# [PROMPT 1]
According to the text below about reading the world, which country accounts for roughly a third of all the website's views?

# [TEXT TO READ]

However, one nation stands head and shoulders above the rest in terms of its interest in the quest. Roughly a third of all the views this website has ever had have come from the US. That’s three times as many as those from the next most-interested country: my homeland, the UK. Indeed, it was the interest of US-based TV channel CNN International that first brought the project onto the radar of many people around the world.

As such, I decided that this month’s translated book gift should go to someone from the US, in recognition of that nation’s enthusiasm for the idea of reading the world.

As you might imagine from the stats, there have been lots of American entries for this project. These include people of all ages and backgrounds, many of whom have inspiring things to say about what books have done for them. There are aspiring writers, librarians, students, teachers, translators and many others in the mix. And there are a number of people who have faced or are facing extraordinary personal challenges.

I was struggling to pick a winner. But then one comment caught my eye and I knew in an instant which book I wanted to send to that person.

The message came from Jane Banks, a university professor-turned-book editor in New Orleans. She wrote this:

I mostly edit books by non-native writers. I have edited two books on the war in the Balkans, both translated from Albanian, one Ph.D. dissertation by a student from Iran, a book about utopian urban planning in Europe and Central America by a professor from Portugal, and my current book by a professor in Australia on video piracy and online culture in her native China.

I love these projects because they give me a window on other countries and cultures and because armchair traveling is next best to the real thing. I would love to read books, fiction or non fiction, that have a significant sense of place. I live in New Orleans and find that books set here often use the city itself as a character. I’d like to read books like that, from any country at all.

Immediately, I thought of the novel Metropole by Hungarian writer Ferenc Karinthy. It’s an extraordinary book in which a linguist accidentally gets on the wrong plane and finds himself in a country where, unusually for him, he can make neither head nor tail of the language. Disorientated and increasingly anxious, he wanders around a city that becomes ever more menacing and strange – a character in its own right, just as Jane describes.

So there you are, Jane. This one’s on its way to you. I hope you enjoy it as much as I did.

There will be a bonus postcard from my bookshelf this month in celebration of World Book Day. Keep your eyes peeled for an announcement on 23 April. 

And if you’d like a chance to receive a postcard from my bookshelf, visit the project post and leave a comment telling me a bit about you and what you like to read. The next regular recipient will be announced on May 15.

Book of the month: Abdulai Silá

Hearing about new translations coming from nations that are underrepresented in the English-language literary world is always exciting. It’s especially pleasing when these titles are from countries whose literature I struggled to access in 2012 – places like Turkmenistan, Panama and Madagascar (which should soon have its first complete translated novel published in English).

You can imagine, then, how pleased I was when I got an email from translator Jethro Soutar a few weeks ago. Seeing Soutar’s name in my inbox was a thrill in its own right: he is the translator of Juan Tomás Ávila Laurel’s widely acclaimed By Night the Mountain Burns, only the second book to make it into English from Equatorial Guinea and my pick for Book of the month a year or so ago.

# [RAW RECORDS]
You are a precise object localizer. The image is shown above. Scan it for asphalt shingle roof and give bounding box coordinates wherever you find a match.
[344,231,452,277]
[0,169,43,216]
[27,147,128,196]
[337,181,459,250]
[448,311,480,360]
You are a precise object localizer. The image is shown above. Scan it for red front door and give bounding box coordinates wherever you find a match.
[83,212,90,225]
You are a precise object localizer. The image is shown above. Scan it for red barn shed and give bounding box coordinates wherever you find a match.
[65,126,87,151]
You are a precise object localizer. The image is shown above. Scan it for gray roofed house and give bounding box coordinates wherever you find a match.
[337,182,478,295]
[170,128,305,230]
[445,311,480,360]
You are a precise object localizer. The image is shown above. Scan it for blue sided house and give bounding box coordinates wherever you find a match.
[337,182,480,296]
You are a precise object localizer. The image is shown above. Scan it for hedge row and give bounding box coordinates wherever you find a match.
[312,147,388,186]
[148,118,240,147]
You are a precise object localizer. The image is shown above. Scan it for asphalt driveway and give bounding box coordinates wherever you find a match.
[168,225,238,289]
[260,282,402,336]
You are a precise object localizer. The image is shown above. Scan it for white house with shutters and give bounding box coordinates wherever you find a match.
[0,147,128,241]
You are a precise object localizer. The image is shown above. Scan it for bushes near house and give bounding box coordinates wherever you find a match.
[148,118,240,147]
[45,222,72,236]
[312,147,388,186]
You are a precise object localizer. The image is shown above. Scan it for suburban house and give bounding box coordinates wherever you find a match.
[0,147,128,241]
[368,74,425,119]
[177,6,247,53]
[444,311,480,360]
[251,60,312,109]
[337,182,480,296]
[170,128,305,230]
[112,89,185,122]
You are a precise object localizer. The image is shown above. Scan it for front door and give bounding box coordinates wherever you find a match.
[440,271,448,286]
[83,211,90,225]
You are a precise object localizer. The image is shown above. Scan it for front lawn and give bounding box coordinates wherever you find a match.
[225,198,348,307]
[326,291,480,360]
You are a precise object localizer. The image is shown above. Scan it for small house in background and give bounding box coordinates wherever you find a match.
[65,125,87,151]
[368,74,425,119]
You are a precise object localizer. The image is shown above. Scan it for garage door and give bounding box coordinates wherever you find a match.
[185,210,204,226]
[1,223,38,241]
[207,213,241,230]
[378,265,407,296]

...

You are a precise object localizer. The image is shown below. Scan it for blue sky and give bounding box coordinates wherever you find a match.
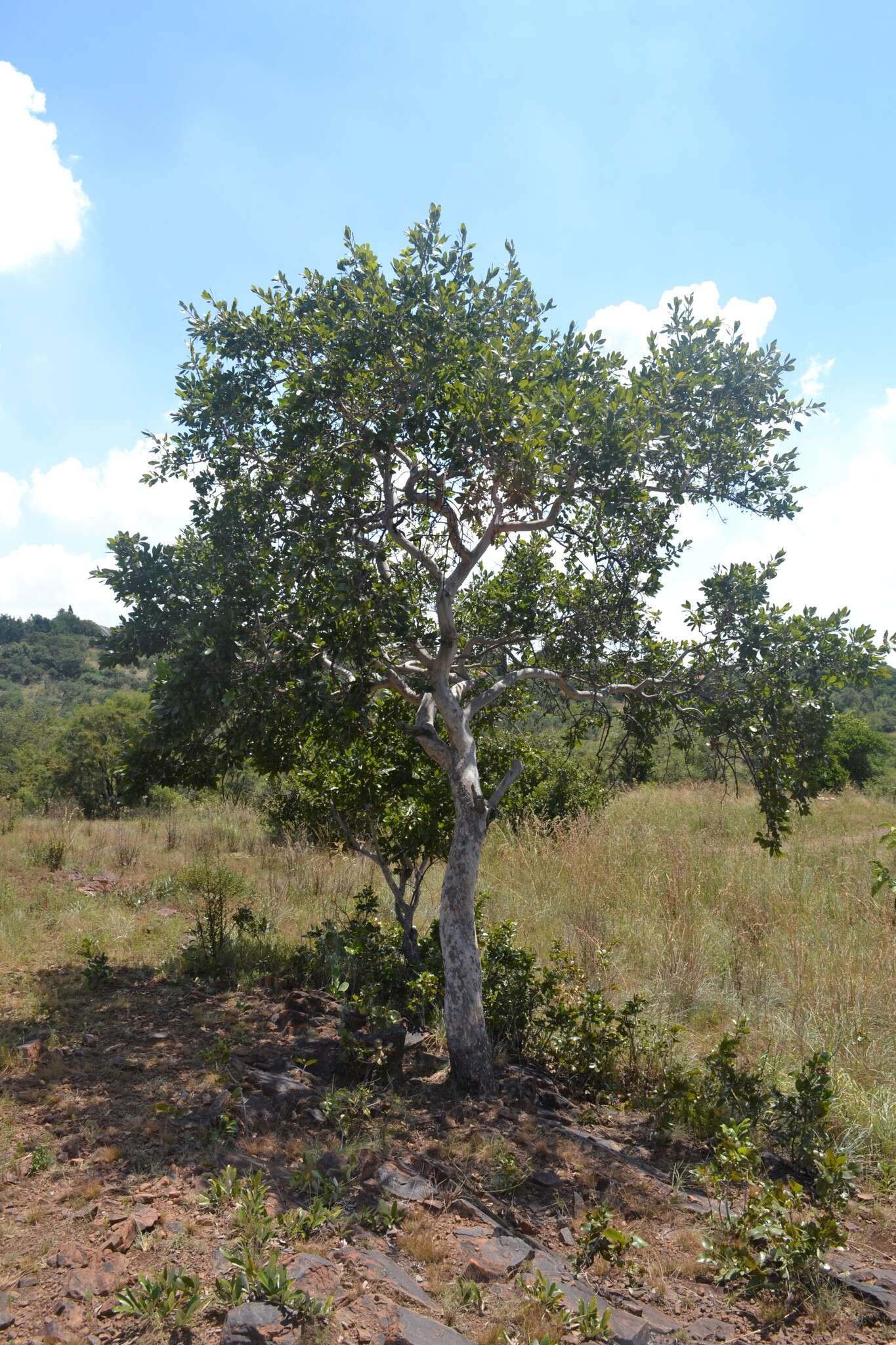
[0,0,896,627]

# [PROMPT 2]
Format the lines of the records from the line with "it for garage" to the line with "[378,265,407,296]" as a JSON list of strings, one string per line, leaving out any blank lines.

# [WORKED SOLUTION 1]
The US

# [WORKED SOLUTION 2]
[
  "You are a precise object localizer. The image is shown above. Scan it for garage door and give bounding box coordinates wherever you find a match.",
  "[185,210,204,226]",
  "[1,223,38,241]",
  "[207,213,241,230]",
  "[378,265,407,296]"
]